_Provided material_:
★ ★ ★ ★
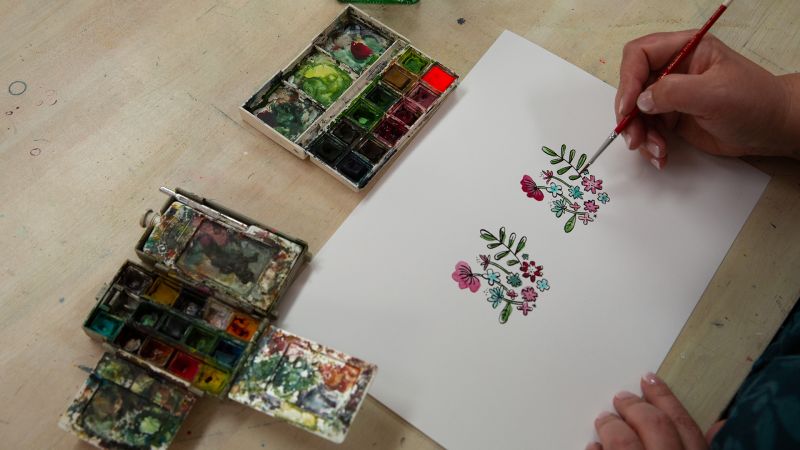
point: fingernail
(602, 415)
(645, 101)
(624, 395)
(654, 149)
(650, 378)
(656, 163)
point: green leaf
(521, 244)
(506, 312)
(570, 224)
(581, 160)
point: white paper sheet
(621, 287)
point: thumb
(688, 94)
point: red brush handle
(685, 51)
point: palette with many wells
(193, 318)
(351, 99)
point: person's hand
(720, 101)
(656, 422)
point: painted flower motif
(559, 206)
(543, 285)
(529, 295)
(492, 277)
(554, 189)
(495, 296)
(530, 270)
(590, 184)
(465, 278)
(530, 188)
(514, 280)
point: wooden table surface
(123, 97)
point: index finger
(642, 56)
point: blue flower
(492, 277)
(496, 295)
(543, 285)
(559, 206)
(554, 189)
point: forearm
(790, 131)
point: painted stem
(500, 267)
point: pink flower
(530, 188)
(591, 184)
(484, 260)
(525, 307)
(465, 278)
(530, 270)
(591, 206)
(529, 294)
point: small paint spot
(17, 87)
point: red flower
(530, 188)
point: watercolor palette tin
(193, 319)
(351, 99)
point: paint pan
(155, 352)
(201, 340)
(309, 385)
(184, 366)
(117, 407)
(352, 73)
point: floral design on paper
(513, 280)
(578, 202)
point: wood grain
(123, 97)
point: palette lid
(211, 247)
(310, 386)
(123, 405)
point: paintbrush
(685, 51)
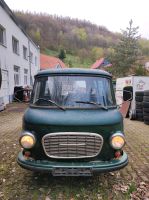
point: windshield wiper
(93, 103)
(48, 100)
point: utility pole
(29, 56)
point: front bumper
(92, 166)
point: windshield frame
(79, 75)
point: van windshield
(73, 91)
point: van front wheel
(132, 114)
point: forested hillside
(79, 38)
(82, 41)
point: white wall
(8, 59)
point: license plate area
(72, 172)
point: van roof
(73, 71)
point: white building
(19, 56)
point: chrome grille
(72, 145)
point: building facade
(19, 56)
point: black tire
(145, 104)
(139, 93)
(139, 103)
(146, 122)
(139, 98)
(140, 119)
(146, 98)
(146, 118)
(132, 114)
(139, 110)
(139, 106)
(146, 93)
(139, 115)
(146, 110)
(145, 114)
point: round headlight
(117, 141)
(27, 141)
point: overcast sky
(113, 14)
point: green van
(72, 126)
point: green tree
(62, 54)
(126, 51)
(97, 53)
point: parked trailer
(126, 89)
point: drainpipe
(29, 62)
(0, 77)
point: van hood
(72, 117)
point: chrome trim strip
(73, 144)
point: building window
(25, 76)
(16, 75)
(31, 57)
(15, 45)
(24, 52)
(35, 60)
(2, 35)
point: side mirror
(127, 95)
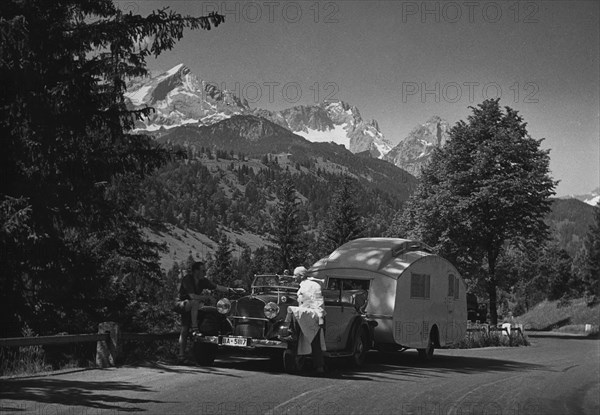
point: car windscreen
(274, 282)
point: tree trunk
(492, 289)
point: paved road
(553, 376)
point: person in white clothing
(311, 297)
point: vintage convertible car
(257, 323)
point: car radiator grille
(249, 328)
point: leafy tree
(286, 228)
(489, 185)
(72, 251)
(343, 223)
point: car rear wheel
(360, 348)
(205, 353)
(292, 362)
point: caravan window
(345, 284)
(456, 285)
(419, 286)
(450, 285)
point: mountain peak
(414, 151)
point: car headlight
(271, 310)
(224, 306)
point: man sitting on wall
(194, 292)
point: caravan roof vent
(410, 246)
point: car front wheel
(360, 348)
(426, 354)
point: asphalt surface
(553, 376)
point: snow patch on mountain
(180, 98)
(336, 135)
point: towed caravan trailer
(417, 298)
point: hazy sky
(401, 62)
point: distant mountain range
(591, 198)
(181, 98)
(414, 151)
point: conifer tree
(222, 269)
(287, 233)
(344, 223)
(71, 247)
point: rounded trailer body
(415, 296)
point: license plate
(234, 341)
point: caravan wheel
(426, 354)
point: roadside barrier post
(108, 352)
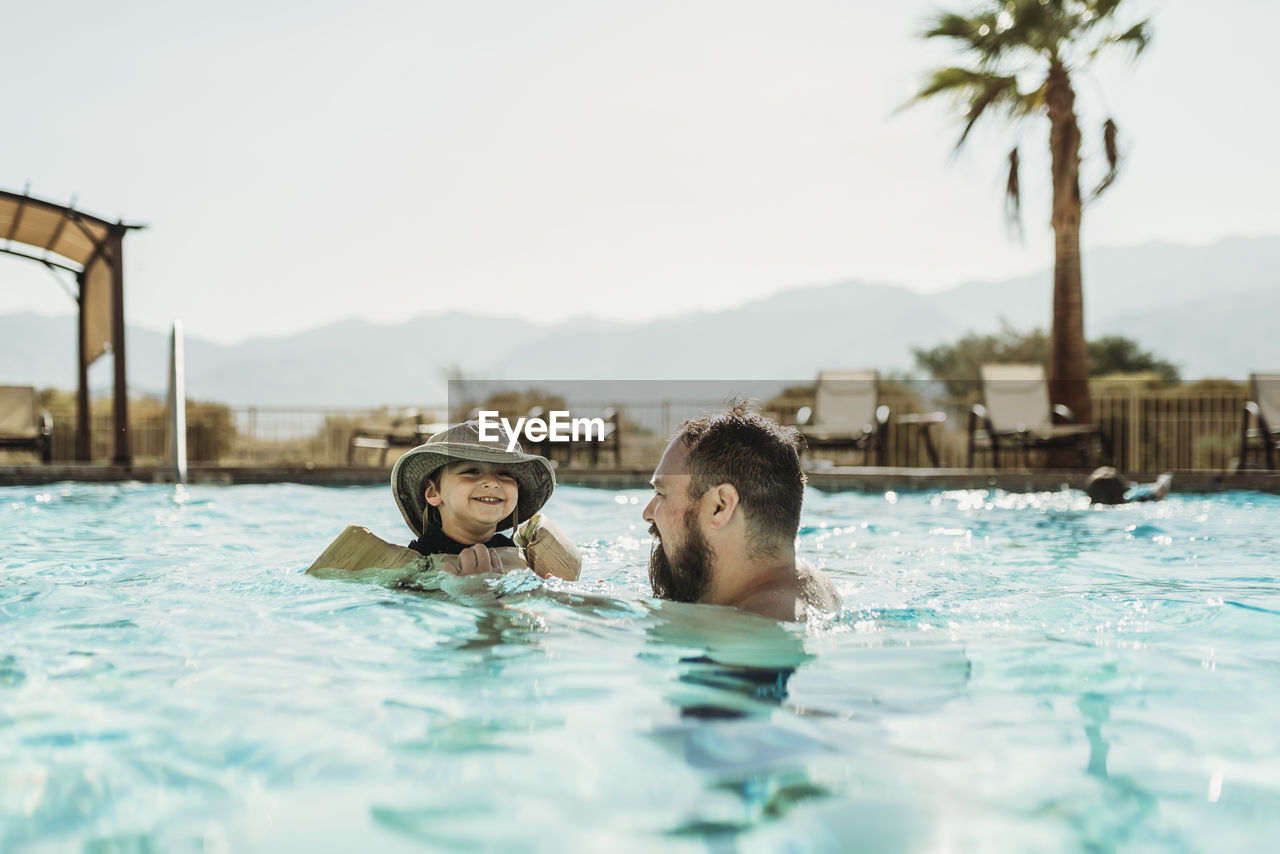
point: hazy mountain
(1210, 310)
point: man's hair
(760, 459)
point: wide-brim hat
(534, 474)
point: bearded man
(725, 516)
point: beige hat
(534, 474)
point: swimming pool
(1010, 674)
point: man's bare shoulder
(791, 598)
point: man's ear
(723, 505)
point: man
(725, 512)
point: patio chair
(406, 430)
(23, 424)
(845, 415)
(1265, 412)
(611, 441)
(1018, 416)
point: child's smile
(472, 498)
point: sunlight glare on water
(1010, 672)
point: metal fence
(1148, 432)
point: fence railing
(1148, 432)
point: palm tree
(1041, 42)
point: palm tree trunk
(1068, 365)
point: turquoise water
(1009, 674)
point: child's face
(472, 497)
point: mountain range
(1212, 310)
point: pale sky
(300, 163)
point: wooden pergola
(92, 250)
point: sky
(302, 163)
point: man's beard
(688, 574)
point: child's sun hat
(534, 474)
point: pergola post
(83, 427)
(120, 407)
(92, 249)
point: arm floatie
(548, 549)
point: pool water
(1009, 674)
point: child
(1107, 487)
(457, 492)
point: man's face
(680, 562)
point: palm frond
(1014, 196)
(979, 33)
(1136, 37)
(1112, 151)
(993, 90)
(977, 90)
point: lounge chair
(1264, 410)
(845, 415)
(1018, 416)
(406, 430)
(23, 424)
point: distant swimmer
(1107, 487)
(725, 516)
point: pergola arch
(92, 249)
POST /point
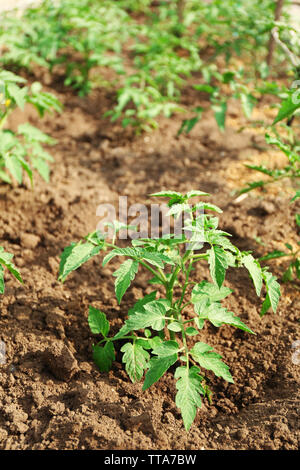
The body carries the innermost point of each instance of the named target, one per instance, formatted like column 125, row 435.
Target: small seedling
column 160, row 332
column 22, row 150
column 293, row 254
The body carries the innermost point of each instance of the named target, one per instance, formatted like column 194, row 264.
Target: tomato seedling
column 157, row 334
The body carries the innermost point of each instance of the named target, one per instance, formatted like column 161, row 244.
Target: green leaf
column 211, row 291
column 157, row 367
column 124, row 275
column 288, row 107
column 297, row 196
column 202, row 353
column 74, row 256
column 273, row 293
column 248, row 102
column 167, row 348
column 156, row 259
column 135, row 359
column 220, row 114
column 218, row 263
column 98, row 322
column 6, row 260
column 195, row 193
column 255, row 272
column 132, row 252
column 104, row 356
column 2, row 286
column 174, row 326
column 153, row 315
column 12, row 163
column 188, row 397
column 191, row 331
column 273, row 255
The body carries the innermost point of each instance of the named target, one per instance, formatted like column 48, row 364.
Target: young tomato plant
column 157, row 333
column 6, row 262
column 15, row 148
column 291, row 170
column 293, row 254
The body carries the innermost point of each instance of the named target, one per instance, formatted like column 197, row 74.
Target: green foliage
column 22, row 150
column 157, row 330
column 84, row 39
column 293, row 256
column 6, row 262
column 291, row 170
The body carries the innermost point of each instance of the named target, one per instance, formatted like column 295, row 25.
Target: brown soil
column 52, row 395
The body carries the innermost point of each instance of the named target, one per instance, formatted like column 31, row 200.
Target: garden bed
column 52, row 394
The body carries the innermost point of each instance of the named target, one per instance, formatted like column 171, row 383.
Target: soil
column 52, row 394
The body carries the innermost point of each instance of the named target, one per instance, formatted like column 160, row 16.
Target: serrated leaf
column 135, row 359
column 167, row 348
column 273, row 293
column 157, row 367
column 104, row 356
column 132, row 252
column 195, row 193
column 98, row 322
column 209, row 290
column 288, row 107
column 2, row 285
column 174, row 326
column 191, row 331
column 74, row 256
column 218, row 263
column 13, row 164
column 124, row 275
column 255, row 272
column 155, row 258
column 188, row 397
column 297, row 196
column 202, row 353
column 273, row 255
column 220, row 114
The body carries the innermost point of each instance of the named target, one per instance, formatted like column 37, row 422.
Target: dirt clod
column 60, row 361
★ ★ ★ ★
_About this task_: State only how many lines above contain "innermost".

_Worked solution_: 10